### PROBLEM DESCRIPTION
Transcribe, exactly as they appear, only the lines from the one holding "the wooden chair" through the end of the entries below.

[[ EXCERPTED RECORDS open ]]

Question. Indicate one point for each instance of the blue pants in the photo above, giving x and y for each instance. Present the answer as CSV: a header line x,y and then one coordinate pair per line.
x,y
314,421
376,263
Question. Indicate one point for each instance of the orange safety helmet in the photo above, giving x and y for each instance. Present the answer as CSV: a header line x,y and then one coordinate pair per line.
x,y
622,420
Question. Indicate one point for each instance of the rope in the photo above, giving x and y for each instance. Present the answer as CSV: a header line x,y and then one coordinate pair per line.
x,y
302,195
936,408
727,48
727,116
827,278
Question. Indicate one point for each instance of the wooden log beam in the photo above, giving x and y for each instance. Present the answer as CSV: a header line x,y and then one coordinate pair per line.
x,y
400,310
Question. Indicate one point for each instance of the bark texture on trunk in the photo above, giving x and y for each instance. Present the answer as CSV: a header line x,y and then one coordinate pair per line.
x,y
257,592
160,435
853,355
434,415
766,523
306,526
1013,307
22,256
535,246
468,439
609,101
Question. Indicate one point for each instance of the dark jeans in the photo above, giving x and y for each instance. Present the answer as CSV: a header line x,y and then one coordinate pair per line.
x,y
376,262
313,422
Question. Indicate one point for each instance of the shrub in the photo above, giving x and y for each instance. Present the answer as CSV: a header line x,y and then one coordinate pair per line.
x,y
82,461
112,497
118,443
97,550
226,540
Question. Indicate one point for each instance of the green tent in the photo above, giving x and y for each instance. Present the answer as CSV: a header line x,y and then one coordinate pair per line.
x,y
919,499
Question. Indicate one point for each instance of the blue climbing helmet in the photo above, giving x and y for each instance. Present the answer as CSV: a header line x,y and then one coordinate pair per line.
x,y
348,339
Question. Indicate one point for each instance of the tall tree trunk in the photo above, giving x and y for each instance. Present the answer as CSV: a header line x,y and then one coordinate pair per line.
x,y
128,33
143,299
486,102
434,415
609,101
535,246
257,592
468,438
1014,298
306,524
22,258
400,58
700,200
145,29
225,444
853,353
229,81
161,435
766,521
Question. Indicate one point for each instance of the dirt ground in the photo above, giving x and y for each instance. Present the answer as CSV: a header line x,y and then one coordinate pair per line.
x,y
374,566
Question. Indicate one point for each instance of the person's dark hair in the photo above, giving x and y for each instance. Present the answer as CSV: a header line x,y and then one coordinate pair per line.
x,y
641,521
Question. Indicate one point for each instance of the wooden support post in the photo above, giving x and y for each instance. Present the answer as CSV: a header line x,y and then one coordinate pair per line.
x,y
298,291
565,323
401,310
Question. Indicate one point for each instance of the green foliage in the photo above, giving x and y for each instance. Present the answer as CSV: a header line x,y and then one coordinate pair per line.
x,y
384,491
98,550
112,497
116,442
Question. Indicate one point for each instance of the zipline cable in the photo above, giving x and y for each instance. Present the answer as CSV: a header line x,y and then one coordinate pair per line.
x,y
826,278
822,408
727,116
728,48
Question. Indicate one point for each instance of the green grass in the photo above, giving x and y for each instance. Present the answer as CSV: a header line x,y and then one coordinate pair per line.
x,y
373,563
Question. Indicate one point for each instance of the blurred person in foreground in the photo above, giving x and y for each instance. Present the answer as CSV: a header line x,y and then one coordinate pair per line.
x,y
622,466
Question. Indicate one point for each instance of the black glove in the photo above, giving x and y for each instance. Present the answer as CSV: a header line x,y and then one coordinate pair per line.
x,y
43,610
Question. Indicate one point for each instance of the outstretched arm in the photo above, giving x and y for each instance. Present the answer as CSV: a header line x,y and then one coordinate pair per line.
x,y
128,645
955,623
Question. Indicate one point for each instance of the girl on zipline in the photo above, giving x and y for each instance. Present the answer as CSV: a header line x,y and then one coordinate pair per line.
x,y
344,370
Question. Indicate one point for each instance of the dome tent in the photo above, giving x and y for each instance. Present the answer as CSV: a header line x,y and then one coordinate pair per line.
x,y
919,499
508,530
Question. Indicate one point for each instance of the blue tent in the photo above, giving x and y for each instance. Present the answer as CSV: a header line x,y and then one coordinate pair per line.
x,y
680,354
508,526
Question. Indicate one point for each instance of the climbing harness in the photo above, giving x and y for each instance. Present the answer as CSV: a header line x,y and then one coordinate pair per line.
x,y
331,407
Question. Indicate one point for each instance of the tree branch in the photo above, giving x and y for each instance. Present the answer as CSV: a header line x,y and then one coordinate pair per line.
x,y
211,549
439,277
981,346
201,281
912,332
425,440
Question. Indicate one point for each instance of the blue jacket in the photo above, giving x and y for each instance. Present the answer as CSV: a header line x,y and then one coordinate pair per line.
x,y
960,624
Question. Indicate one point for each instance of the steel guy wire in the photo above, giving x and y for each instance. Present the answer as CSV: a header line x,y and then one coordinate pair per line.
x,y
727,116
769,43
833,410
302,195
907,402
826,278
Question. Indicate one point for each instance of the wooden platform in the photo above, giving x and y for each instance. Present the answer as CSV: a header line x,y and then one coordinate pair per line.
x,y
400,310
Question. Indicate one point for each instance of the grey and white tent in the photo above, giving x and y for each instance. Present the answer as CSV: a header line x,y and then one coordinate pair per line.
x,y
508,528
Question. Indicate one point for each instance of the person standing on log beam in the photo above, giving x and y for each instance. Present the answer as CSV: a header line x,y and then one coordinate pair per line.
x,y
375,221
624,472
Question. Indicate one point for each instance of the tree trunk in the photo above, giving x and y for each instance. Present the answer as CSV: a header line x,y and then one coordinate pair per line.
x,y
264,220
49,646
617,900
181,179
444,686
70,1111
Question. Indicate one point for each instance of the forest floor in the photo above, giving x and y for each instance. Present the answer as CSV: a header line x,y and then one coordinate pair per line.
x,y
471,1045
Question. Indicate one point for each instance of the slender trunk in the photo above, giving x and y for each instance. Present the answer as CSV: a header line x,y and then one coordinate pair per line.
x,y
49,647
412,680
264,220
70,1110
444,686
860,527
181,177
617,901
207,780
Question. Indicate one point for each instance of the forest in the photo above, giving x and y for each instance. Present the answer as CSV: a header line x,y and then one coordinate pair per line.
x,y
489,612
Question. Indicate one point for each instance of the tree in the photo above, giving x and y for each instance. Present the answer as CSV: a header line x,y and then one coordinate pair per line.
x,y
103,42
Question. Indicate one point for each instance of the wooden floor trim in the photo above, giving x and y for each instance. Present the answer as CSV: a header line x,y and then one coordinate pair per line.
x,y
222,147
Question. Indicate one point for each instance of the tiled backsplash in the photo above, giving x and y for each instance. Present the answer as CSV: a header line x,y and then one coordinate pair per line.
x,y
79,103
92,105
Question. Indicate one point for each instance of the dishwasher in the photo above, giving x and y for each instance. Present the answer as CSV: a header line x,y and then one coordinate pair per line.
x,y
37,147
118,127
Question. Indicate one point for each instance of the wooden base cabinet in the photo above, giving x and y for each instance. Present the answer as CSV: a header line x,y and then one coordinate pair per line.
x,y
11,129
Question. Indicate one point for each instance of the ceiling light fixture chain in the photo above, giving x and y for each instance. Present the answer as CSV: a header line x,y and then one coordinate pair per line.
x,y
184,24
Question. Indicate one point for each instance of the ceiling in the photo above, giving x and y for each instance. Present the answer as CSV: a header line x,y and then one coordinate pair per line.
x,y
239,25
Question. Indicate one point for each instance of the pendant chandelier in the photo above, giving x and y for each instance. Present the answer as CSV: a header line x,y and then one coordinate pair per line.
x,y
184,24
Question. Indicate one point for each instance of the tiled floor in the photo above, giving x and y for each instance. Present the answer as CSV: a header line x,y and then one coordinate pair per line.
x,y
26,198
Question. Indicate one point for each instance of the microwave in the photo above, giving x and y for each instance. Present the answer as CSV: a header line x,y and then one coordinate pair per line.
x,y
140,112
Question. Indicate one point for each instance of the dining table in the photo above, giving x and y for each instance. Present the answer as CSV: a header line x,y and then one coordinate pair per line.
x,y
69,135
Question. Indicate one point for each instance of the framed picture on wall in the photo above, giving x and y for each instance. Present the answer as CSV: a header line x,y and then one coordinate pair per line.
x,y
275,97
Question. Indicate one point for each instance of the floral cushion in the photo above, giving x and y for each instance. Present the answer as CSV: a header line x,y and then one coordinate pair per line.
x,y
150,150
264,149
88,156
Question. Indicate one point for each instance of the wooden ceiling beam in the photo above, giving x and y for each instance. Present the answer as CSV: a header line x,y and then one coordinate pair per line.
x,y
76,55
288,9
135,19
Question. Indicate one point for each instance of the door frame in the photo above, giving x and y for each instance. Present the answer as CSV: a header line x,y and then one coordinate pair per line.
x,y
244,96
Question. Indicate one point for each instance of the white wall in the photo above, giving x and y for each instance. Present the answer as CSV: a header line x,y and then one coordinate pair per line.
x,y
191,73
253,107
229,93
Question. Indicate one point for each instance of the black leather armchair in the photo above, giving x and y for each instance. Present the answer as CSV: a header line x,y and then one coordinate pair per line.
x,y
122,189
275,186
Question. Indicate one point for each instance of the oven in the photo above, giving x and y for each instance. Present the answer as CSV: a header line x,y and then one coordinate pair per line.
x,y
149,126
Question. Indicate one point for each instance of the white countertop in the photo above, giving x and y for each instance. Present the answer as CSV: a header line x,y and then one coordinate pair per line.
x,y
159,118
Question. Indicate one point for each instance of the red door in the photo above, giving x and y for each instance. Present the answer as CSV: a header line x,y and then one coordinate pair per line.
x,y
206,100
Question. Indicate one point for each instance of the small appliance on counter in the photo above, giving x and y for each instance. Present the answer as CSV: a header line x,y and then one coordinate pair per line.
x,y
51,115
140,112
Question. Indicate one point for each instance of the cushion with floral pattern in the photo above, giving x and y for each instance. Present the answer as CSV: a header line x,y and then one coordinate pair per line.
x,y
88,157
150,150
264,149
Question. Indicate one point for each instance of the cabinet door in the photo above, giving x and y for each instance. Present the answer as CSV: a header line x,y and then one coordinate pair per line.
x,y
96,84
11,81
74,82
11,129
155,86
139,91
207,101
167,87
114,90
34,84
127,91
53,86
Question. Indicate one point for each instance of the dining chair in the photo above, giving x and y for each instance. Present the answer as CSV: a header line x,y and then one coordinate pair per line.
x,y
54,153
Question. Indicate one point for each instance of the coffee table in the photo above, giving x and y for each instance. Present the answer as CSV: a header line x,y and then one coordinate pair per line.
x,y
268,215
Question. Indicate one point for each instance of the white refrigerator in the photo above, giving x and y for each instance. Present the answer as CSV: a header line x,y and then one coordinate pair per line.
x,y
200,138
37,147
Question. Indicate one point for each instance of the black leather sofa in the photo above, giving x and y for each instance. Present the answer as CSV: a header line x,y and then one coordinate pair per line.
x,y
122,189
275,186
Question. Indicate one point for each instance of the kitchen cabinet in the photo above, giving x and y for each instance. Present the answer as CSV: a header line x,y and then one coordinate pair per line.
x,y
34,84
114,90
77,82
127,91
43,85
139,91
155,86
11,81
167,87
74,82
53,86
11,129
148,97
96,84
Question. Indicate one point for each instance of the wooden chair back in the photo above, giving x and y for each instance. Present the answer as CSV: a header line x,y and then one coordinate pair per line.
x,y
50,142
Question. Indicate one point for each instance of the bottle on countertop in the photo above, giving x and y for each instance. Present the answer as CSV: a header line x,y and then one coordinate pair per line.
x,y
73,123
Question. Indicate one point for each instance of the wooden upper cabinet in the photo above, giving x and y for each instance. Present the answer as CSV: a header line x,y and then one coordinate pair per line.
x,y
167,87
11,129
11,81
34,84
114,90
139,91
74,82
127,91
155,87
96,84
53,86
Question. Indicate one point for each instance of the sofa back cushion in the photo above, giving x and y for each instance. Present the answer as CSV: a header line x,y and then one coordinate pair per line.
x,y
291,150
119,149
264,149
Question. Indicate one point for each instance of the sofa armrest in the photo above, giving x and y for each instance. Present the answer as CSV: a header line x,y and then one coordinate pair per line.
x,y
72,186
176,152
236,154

[[ EXCERPTED RECORDS closed ]]

### WRITTEN RESPONSE
Question. Indicate one point for each instance of the wooden chair back in the photo above, giving x and y for each instance. Present the answer as CSV: a header line x,y and then one coordinate pair per line.
x,y
50,142
Question. Indicate one point for each instance of the bottle on countertop in the photo above, giving x and y for each instance. Present the answer as CSV: a header line x,y and then one coordinate pair per line.
x,y
73,123
Question. Indicate one point for each instance of the wooden upper cabinet in the photo above, giving x and y for each instance. Present the answer as CSV: a header line x,y and then one coordinate pair per line.
x,y
167,87
11,129
11,81
34,84
114,90
139,91
74,82
127,91
155,87
96,84
53,86
Question. Indicate one point for each instance of the sofa back cushion in the photo above, giving x and y for each instance. Present the answer as CSV: a header line x,y and then one coordinate pair per line.
x,y
291,150
119,149
264,149
Question. Indicate one point for each instance of the sofa armrest in the photo above, giving x and y for each instance. Present the answer as CSV: a header line x,y and then one coordinate pair per line.
x,y
72,186
176,152
236,154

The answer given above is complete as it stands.